ЧТО СДЕЛАТЬ
Ответьте на вопросы по отрывку:
1. Какое предложение дьявола отверг Христос?
2. Чем питался Христос, воздерживаясь от человеческой пищи?
3. Какое дерево, по словам Илария, осуждает Алчущий?

ПРИВЕДЁННЫЙ ОТРЫВОК
Христос, явив Своё Божественное всемогущество, отверг предложение дьявола превратить камни в хлеба, и «алкая более спасения людей, чем пищи, сказал: «не о хлебе едином будет жив человек» (Мф. 4:4)… Хотя (Христос) воздерживался даже до дня искушения от человеческой пищи, однако питался Духом Божьим (Dei tamen spiritu alebatur)»[29]. Но
«может быть, – продолжает Иларий, – у Кого были аффекты (affectio) плача, жажды и алкания, Тому необходимо была присуща природа и прочих человеческих страстей? Но кто не разумеет таинства плача, жаждания и алкания, пусть знает, что Плачущий и животворит, и не (столько) плачет о смерти Лазаря, как радуется, – что Жаждущий источает из Себя реки воды живой, и что не иссыхает (arere) от жажды Могущий напоить жаждущих, – что Алчущий осуждает дерево, не доставившее Ему, алчущему, плодов своих, – и что не побеждается неядением та Природа, которая повелением – засохнуть изменяет природу зеленеющего (дерева)»[30].

Изображения для локализации объектов
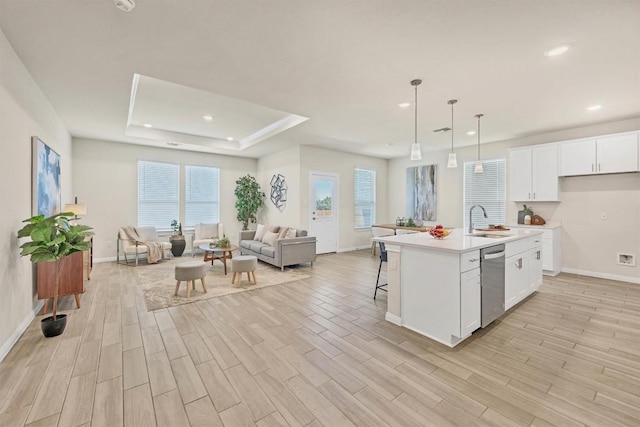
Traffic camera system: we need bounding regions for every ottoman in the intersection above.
[231,255,258,285]
[173,261,208,298]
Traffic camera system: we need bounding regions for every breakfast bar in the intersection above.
[375,229,542,347]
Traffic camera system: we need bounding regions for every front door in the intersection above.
[309,172,338,254]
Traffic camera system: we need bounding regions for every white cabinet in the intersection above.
[509,144,559,202]
[558,133,638,176]
[509,225,562,276]
[504,251,529,310]
[460,268,480,338]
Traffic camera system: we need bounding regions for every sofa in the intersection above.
[238,224,316,270]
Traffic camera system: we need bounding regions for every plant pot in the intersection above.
[169,235,187,256]
[40,314,67,338]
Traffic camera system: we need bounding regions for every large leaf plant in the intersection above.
[234,175,264,230]
[18,212,93,320]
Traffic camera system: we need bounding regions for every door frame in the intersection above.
[307,170,340,253]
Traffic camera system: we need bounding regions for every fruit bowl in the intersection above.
[429,224,452,240]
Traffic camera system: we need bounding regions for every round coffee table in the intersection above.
[199,243,238,276]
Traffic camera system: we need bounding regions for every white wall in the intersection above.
[73,138,257,261]
[0,31,72,359]
[256,146,306,228]
[389,118,640,281]
[300,146,389,250]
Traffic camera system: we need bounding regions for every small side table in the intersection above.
[199,243,238,276]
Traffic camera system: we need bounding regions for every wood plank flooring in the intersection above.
[0,250,640,427]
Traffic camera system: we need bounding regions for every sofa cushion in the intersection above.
[249,241,269,253]
[260,246,276,258]
[262,231,278,246]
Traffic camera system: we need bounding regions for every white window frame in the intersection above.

ОЖИДАЕМЫЙ ОТВЕТ
1. Христос отверг предложение превратить камни в хлеба.
2. Он питался Духом Божьим.
3. Алчущий осуждает дерево, не доставившее Ему, алчущему, своих плодов.